**Written task**
Rescale the listing below from the line that has "of the group" through the line that has "x=155 y=153". Reproduce every line in that span, requests included, with each coordinate in the answers multiplied by 2.5 and rounded to a whole number (halves round up), and give only those lines.

**Dataset records**
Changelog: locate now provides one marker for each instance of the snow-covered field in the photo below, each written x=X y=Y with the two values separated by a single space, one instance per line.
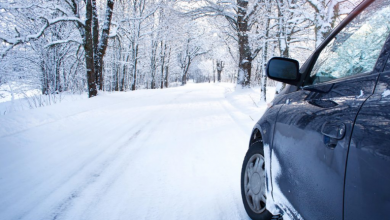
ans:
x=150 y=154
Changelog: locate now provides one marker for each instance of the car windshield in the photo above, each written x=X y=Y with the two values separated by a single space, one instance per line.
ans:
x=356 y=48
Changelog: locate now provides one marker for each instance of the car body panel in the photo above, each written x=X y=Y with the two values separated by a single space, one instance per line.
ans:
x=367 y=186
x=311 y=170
...
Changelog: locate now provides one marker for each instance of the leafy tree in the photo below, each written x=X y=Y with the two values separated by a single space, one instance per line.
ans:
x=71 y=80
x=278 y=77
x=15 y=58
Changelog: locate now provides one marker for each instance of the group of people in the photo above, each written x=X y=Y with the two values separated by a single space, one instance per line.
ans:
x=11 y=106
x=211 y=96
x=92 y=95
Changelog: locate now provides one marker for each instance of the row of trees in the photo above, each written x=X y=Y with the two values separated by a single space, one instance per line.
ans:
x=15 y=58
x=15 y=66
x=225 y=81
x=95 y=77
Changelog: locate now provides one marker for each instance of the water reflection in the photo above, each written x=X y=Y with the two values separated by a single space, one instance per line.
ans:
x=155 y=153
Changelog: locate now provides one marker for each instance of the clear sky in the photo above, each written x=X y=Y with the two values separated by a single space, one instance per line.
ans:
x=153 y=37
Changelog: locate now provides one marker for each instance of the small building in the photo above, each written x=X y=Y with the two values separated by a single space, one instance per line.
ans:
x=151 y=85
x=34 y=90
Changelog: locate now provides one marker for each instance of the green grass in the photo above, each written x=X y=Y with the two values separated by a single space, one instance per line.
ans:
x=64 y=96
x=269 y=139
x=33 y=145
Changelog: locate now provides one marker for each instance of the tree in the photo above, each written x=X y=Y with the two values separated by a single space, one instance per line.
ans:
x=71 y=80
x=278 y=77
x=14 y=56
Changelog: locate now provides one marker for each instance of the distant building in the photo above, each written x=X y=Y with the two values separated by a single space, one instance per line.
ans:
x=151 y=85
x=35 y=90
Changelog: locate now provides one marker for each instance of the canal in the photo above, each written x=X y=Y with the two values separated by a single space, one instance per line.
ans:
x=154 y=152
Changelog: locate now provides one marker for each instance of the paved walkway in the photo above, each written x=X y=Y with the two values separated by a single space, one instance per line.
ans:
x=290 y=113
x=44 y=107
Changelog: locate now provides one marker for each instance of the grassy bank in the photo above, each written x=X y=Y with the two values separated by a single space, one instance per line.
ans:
...
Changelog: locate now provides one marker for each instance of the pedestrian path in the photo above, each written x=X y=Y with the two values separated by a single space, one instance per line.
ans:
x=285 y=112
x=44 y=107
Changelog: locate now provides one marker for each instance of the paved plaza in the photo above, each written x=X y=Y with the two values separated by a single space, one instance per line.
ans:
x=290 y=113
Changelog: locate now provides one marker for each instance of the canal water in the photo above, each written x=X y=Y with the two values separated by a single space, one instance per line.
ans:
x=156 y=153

**Worked solution**
Changelog: locate now provides one marker for each instance of the group of people in the photo above, each written x=X y=Y with the two values separated by a single space, one instance per line.
ans:
x=28 y=265
x=528 y=240
x=230 y=238
Changelog: locate now provides one marker for each instance of the row of trees in the photo above, each written x=X y=Y with the two values separated by a single space, one instance per line.
ans:
x=38 y=145
x=38 y=165
x=563 y=203
x=238 y=193
Changelog: locate now provides one marker for each instance of the water reflection in the photo above, each written x=X y=Y with the two values separated by a single space, one instance per line.
ans:
x=388 y=383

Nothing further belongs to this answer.